** Page extract **
======
Code Localization (UTF-8 vs UTF-16)

Started by
9 comments, last by Alberth 5 months, 1 week ago

Hi guys,

I'm using C++, and started to work on the text system of my game, my idea is to support several languages other than english “ru, kr, ch, etc”.

Now I came with the issue that Windows has the macro “UNICODE”, now all my FileSystem (and most of the stuff) use everything in a UTF-8 way, and I start to wonder, what should I do? I could, enable “UNICODE” and adapt the code. Or there is “utf8cpp” which allows to convert UTF-16 to UTF-8, but that make's me wonder, if it has issues, like folder names that are in chinese (example player has the game inside it's own user folder, with a name in chinese).

Anyone has any thoughts on this?

Advertisement

In my codebase I use UTF8 for all strings, except when interfacing with windows functions. In that case, I convert to and from UTF16. There is no information loss during conversion. UTF8 has the advantage of smaller size, compatibility with ASCII and various APIs that use char*, such as those on linux/macos. It also allows you to use regular std::string instead of wstring or whatever, though I use a custom string class with template specializations for each encoding (including ASCII and UTF32).

Aressera said:

In my codebase I use UTF8 for all strings, except when interfacing with windows functions. In that case, I convert to and from UTF16. There is no information loss during conversion. UTF8 has the advantage of smaller size, compatibility with ASCII and various APIs that use char*, such as those on linux/macos. It also allows you to use regular std::string instead of wstring or whatever, though I use a custom string class with template specializations for each encoding (including ASCII and UTF32).

Thanks for the response.

But how do u handle chinese names, for example? Or the text localization in the files.

One idea that I had, is that all files should be UTF-16, then I load the file and convert to UTF-8.

You seem to be confusing the Unicode concept with encoding concepts.

The explanation that worked for me was

https://www.joelonsoftware.com/2003/10/08/the-absolute-minimum-every-software-developer-absolutely-positively-must-know-about-unicode-and-character-sets-no-excuses/

It's ancient, but I think it will make things more clear.
======
** Given data **
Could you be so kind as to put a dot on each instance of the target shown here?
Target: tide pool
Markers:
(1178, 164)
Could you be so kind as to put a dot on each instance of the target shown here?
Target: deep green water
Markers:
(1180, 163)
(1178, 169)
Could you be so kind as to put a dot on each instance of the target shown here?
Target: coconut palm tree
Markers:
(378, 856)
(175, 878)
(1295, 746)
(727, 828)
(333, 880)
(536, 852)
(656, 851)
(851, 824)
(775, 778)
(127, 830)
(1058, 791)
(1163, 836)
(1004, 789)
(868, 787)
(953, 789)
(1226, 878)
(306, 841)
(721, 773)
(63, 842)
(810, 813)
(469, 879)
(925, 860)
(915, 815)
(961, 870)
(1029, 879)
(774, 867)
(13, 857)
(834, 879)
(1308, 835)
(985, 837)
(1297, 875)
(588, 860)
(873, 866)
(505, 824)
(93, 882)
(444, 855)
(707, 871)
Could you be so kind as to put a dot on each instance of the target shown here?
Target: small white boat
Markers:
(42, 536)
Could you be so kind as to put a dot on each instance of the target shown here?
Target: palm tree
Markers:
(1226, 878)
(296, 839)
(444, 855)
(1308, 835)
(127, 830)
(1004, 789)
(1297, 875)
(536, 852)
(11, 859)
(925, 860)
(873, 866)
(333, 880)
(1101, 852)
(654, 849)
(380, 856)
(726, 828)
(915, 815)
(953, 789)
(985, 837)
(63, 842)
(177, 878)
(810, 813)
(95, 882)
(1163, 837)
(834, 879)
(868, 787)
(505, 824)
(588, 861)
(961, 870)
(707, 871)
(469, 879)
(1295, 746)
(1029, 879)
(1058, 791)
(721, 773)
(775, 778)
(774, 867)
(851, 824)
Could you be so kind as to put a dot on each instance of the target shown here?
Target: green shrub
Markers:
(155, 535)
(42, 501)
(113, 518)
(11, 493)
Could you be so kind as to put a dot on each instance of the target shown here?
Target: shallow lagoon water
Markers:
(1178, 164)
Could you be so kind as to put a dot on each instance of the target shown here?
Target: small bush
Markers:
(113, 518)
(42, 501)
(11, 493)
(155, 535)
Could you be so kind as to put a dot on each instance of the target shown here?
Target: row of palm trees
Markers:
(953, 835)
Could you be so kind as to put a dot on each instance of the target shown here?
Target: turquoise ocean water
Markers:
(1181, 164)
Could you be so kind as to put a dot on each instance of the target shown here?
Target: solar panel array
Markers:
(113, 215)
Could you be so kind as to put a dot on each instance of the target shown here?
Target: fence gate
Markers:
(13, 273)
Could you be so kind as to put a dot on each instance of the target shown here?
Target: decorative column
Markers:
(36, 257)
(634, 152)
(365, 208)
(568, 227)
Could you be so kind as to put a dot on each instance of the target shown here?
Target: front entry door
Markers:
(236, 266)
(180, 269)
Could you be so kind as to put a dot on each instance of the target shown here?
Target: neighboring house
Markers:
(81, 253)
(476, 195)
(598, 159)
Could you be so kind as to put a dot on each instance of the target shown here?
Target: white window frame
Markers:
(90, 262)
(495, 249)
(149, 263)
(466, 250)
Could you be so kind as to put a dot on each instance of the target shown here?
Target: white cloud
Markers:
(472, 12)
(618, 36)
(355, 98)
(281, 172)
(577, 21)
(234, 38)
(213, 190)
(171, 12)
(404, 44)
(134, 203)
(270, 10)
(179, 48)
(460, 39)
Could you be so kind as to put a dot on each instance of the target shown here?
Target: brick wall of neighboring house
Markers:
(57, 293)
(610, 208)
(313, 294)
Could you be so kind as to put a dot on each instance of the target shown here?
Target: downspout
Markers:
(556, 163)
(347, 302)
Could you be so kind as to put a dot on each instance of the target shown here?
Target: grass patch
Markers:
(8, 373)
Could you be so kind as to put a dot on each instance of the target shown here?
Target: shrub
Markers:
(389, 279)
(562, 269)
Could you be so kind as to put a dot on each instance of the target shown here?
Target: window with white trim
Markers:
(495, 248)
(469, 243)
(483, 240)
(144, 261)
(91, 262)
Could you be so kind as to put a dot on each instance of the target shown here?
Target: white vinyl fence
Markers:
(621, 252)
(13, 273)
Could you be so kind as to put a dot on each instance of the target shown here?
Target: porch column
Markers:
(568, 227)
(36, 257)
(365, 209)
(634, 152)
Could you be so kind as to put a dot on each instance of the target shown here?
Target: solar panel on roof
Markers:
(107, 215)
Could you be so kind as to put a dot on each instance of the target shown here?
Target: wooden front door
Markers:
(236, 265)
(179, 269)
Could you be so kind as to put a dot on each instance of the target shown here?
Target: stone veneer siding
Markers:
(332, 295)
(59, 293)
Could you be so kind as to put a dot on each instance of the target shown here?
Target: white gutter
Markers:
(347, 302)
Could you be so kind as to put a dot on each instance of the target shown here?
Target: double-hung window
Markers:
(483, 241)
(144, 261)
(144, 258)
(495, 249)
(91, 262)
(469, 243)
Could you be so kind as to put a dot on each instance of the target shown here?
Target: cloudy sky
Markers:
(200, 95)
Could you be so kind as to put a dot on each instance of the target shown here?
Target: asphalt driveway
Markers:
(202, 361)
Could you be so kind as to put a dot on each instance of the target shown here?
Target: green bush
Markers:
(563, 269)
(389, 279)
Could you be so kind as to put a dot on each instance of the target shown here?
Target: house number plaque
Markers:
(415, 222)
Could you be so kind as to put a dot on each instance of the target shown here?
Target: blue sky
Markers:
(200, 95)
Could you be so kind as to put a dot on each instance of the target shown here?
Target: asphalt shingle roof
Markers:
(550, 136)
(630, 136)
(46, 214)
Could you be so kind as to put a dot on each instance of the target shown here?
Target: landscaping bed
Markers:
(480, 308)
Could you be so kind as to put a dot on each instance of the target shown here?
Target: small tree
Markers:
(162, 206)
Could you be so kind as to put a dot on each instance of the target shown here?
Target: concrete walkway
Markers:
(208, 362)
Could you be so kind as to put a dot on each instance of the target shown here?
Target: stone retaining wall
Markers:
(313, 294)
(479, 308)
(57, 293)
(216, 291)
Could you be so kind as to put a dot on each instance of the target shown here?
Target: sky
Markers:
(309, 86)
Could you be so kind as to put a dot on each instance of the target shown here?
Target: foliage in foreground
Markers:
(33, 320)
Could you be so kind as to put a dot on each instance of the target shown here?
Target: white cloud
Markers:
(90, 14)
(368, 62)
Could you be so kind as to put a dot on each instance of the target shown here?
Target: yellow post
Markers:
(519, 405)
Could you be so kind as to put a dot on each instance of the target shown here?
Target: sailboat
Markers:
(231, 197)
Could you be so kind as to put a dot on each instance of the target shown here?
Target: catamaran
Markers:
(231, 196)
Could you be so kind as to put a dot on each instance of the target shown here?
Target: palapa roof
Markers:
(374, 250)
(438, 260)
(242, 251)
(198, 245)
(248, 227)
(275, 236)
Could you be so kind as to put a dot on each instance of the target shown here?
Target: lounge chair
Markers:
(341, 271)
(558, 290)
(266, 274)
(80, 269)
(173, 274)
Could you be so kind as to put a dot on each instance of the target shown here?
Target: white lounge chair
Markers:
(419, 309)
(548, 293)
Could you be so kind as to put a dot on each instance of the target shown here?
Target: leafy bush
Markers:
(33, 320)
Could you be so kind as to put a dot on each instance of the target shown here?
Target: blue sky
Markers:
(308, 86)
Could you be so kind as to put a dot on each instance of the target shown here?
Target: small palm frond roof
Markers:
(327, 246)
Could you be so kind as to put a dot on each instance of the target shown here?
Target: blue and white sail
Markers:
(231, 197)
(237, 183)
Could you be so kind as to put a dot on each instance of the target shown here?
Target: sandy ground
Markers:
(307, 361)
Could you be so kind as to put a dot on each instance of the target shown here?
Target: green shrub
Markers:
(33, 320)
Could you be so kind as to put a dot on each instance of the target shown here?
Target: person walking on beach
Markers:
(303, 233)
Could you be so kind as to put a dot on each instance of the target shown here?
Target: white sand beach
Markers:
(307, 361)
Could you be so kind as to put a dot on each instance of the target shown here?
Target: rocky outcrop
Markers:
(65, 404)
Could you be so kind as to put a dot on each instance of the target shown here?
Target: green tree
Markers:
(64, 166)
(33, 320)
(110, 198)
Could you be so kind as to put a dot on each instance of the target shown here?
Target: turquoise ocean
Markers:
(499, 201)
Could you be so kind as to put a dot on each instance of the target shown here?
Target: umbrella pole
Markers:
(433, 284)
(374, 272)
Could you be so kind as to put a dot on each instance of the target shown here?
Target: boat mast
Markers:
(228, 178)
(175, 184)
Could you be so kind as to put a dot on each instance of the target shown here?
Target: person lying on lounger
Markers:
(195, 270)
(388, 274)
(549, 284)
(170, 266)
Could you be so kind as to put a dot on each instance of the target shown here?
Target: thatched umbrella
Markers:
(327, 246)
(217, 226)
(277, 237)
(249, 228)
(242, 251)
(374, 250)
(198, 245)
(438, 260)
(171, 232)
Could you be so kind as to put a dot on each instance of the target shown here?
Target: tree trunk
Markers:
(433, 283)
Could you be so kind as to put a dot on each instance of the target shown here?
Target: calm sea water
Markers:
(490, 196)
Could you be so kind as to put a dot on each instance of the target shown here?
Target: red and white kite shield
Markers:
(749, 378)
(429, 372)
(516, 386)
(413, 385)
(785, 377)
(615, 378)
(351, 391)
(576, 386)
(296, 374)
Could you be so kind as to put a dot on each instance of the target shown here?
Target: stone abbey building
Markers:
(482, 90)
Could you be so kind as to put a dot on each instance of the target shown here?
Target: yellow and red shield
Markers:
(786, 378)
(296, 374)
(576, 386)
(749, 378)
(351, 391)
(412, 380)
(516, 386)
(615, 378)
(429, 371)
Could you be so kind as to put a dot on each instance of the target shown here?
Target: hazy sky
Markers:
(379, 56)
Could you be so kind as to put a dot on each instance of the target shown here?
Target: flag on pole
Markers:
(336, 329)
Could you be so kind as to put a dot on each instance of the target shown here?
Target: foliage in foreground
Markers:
======
** Task details **
Could you extract the whole forum thread on UTF-8 versus UTF-16 above, reproducing it verbatim from its title line to its final sentence?

** Output below **
Code Localization (UTF-8 vs UTF-16)

Started by
9 comments, last by Alberth 5 months, 1 week ago

Hi guys,

I'm using C++, and started to work on the text system of my game, my idea is to support several languages other than english “ru, kr, ch, etc”.

Now I came with the issue that Windows has the macro “UNICODE”, now all my FileSystem (and most of the stuff) use everything in a UTF-8 way, and I start to wonder, what should I do? I could, enable “UNICODE” and adapt the code. Or there is “utf8cpp” which allows to convert UTF-16 to UTF-8, but that make's me wonder, if it has issues, like folder names that are in chinese (example player has the game inside it's own user folder, with a name in chinese).

Anyone has any thoughts on this?

Advertisement

In my codebase I use UTF8 for all strings, except when interfacing with windows functions. In that case, I convert to and from UTF16. There is no information loss during conversion. UTF8 has the advantage of smaller size, compatibility with ASCII and various APIs that use char*, such as those on linux/macos. It also allows you to use regular std::string instead of wstring or whatever, though I use a custom string class with template specializations for each encoding (including ASCII and UTF32).

Aressera said:

In my codebase I use UTF8 for all strings, except when interfacing with windows functions. In that case, I convert to and from UTF16. There is no information loss during conversion. UTF8 has the advantage of smaller size, compatibility with ASCII and various APIs that use char*, such as those on linux/macos. It also allows you to use regular std::string instead of wstring or whatever, though I use a custom string class with template specializations for each encoding (including ASCII and UTF32).

Thanks for the response.

But how do u handle chinese names, for example? Or the text localization in the files.

One idea that I had, is that all files should be UTF-16, then I load the file and convert to UTF-8.

You seem to be confusing the Unicode concept with encoding concepts.

The explanation that worked for me was

https://www.joelonsoftware.com/2003/10/08/the-absolute-minimum-every-software-developer-absolutely-positively-must-know-about-unicode-and-character-sets-no-excuses/

It's ancient, but I think it will make things more clear.